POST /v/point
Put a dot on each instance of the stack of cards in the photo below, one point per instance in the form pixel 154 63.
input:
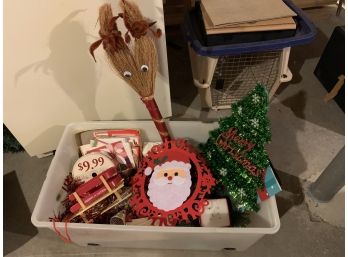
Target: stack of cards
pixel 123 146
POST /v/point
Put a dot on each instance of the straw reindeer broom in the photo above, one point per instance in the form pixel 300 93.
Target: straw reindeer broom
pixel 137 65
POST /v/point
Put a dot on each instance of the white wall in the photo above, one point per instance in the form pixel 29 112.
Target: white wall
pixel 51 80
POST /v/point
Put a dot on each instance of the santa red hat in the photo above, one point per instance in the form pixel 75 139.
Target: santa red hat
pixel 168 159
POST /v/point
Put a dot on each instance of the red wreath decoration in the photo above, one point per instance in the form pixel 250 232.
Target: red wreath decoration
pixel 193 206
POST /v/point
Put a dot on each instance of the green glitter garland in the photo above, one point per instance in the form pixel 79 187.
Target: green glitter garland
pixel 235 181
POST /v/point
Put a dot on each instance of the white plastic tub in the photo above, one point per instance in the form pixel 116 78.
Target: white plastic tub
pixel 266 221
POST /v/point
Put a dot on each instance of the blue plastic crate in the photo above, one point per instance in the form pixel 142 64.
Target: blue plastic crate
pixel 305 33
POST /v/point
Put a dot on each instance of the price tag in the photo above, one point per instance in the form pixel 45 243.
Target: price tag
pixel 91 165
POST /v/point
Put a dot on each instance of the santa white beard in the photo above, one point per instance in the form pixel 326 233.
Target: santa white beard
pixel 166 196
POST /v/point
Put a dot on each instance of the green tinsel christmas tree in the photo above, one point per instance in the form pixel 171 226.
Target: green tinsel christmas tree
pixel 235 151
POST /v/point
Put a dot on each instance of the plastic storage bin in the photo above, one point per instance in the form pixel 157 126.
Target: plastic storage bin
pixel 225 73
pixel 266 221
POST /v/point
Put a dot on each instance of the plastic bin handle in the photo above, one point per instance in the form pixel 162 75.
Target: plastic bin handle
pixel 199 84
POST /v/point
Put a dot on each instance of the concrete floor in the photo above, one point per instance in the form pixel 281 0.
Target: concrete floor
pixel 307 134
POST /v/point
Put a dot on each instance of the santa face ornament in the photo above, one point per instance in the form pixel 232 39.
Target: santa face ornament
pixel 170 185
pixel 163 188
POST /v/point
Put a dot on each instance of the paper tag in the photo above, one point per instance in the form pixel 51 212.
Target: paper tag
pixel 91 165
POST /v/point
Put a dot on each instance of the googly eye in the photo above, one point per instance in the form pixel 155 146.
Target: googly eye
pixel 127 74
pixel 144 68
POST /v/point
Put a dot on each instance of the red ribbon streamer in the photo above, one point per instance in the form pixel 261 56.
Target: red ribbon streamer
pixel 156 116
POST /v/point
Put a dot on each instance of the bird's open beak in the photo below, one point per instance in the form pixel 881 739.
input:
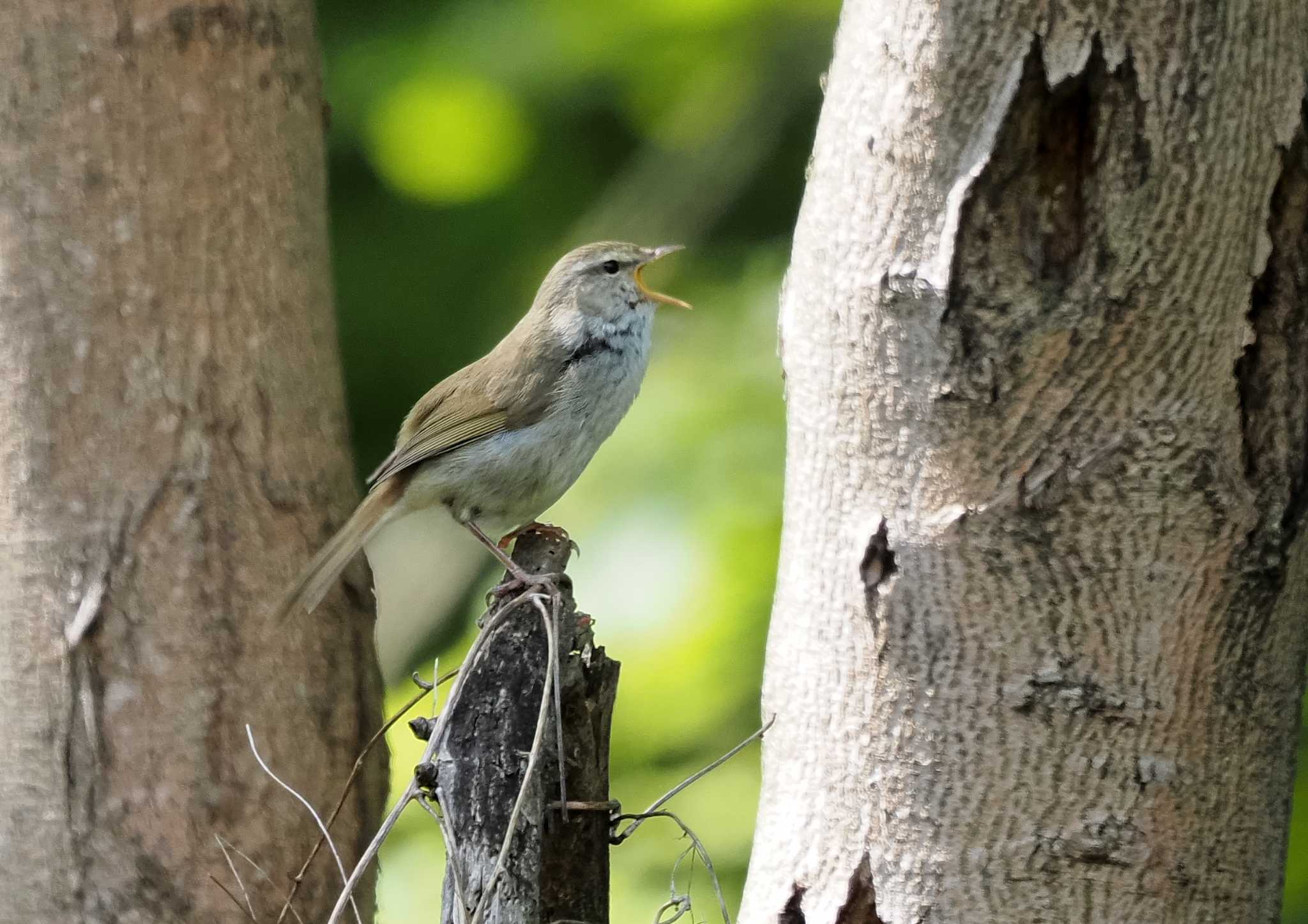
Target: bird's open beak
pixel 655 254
━━━━━━━━━━━━━━━━━━━━━━━━━━━━━━
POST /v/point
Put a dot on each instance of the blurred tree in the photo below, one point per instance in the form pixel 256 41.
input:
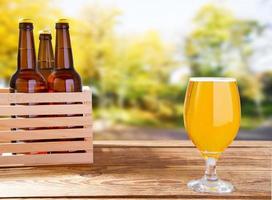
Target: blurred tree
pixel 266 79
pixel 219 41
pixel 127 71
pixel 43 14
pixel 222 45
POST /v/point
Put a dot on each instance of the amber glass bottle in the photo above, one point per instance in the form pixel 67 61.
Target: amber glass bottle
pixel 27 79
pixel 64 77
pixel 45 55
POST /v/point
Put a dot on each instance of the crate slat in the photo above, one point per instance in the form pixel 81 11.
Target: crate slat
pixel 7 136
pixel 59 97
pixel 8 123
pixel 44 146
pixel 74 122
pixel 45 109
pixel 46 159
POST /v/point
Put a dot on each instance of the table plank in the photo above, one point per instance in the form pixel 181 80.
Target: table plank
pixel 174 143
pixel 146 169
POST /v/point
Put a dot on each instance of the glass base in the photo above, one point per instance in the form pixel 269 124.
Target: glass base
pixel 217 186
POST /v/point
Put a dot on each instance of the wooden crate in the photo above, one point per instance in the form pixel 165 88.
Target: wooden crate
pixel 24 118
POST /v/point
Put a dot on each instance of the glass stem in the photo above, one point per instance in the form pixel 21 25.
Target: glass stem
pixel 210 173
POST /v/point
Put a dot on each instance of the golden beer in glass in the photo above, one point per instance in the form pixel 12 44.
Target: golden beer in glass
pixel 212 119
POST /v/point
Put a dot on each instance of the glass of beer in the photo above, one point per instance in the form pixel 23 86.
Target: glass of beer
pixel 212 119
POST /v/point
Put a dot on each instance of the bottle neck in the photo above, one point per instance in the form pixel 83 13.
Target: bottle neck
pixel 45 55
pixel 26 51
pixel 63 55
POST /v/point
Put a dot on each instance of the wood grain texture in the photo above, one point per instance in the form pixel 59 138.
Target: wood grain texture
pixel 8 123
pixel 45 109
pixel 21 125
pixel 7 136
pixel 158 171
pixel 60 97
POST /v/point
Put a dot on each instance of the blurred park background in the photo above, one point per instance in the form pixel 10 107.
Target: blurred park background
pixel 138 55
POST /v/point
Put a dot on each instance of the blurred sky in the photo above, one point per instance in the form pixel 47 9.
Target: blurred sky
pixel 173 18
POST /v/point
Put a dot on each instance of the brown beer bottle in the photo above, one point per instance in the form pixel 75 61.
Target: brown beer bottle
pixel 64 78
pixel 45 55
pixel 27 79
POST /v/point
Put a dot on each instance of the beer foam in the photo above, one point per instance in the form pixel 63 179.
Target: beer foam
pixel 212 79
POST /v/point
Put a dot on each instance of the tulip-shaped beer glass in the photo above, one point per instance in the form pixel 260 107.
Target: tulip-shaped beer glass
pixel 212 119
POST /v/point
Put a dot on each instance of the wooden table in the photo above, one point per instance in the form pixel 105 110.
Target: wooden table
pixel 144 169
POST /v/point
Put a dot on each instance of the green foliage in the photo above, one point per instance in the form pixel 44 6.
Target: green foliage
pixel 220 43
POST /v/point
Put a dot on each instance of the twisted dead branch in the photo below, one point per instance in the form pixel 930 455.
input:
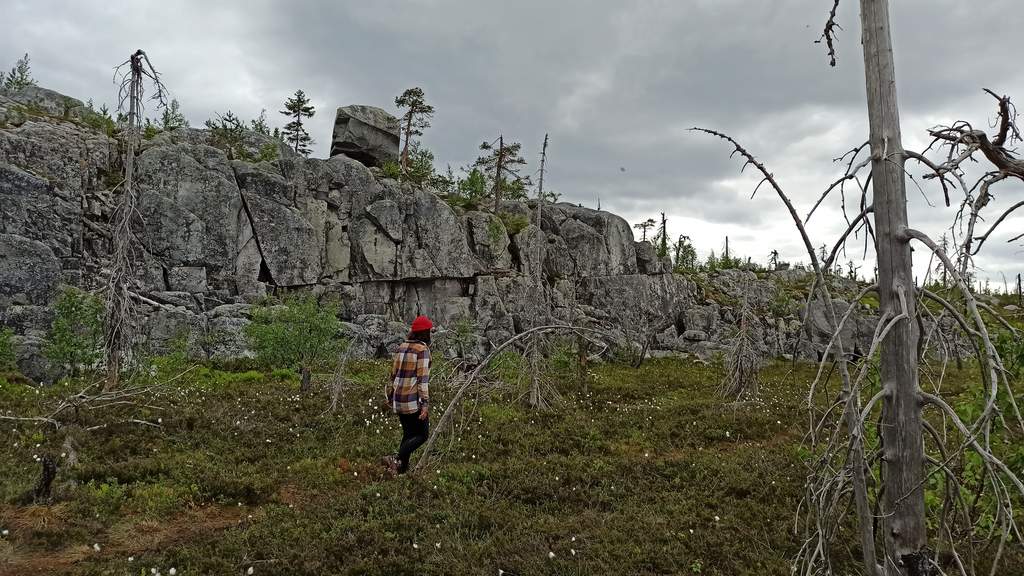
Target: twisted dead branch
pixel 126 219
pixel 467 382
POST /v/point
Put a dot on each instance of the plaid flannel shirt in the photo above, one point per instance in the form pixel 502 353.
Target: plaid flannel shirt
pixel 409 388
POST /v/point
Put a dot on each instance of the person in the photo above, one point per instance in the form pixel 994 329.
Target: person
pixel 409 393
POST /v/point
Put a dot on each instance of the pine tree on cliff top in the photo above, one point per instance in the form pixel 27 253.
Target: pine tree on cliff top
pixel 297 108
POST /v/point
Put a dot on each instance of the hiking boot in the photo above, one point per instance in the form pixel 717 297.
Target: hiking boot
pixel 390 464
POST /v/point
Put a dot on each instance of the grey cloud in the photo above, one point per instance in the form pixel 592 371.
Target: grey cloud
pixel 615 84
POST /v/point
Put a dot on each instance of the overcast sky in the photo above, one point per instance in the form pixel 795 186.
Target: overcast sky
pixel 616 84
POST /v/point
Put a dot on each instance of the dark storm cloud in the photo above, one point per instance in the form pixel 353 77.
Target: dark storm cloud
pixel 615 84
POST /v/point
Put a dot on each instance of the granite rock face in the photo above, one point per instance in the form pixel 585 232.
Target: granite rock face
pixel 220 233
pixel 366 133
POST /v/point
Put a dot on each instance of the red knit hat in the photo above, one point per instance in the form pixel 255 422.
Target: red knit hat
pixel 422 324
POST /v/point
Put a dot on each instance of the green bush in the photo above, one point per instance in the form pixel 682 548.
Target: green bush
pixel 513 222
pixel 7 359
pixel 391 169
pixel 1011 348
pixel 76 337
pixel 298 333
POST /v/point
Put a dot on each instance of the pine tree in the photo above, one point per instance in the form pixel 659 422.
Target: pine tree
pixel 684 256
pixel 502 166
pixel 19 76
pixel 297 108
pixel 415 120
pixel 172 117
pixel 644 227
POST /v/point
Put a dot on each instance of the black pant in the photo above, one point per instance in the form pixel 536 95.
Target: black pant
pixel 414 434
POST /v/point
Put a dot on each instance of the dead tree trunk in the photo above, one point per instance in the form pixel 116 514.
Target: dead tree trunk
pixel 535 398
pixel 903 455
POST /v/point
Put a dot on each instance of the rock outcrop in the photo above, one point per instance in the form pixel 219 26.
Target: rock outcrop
━━━━━━━━━━━━━━━━━━━━━━━━━━━━━━
Tally the lines in the records above that contain the word "pine", treating case as significant, and give only that number.

RESPONSE FOR THIS EXERCISE — 4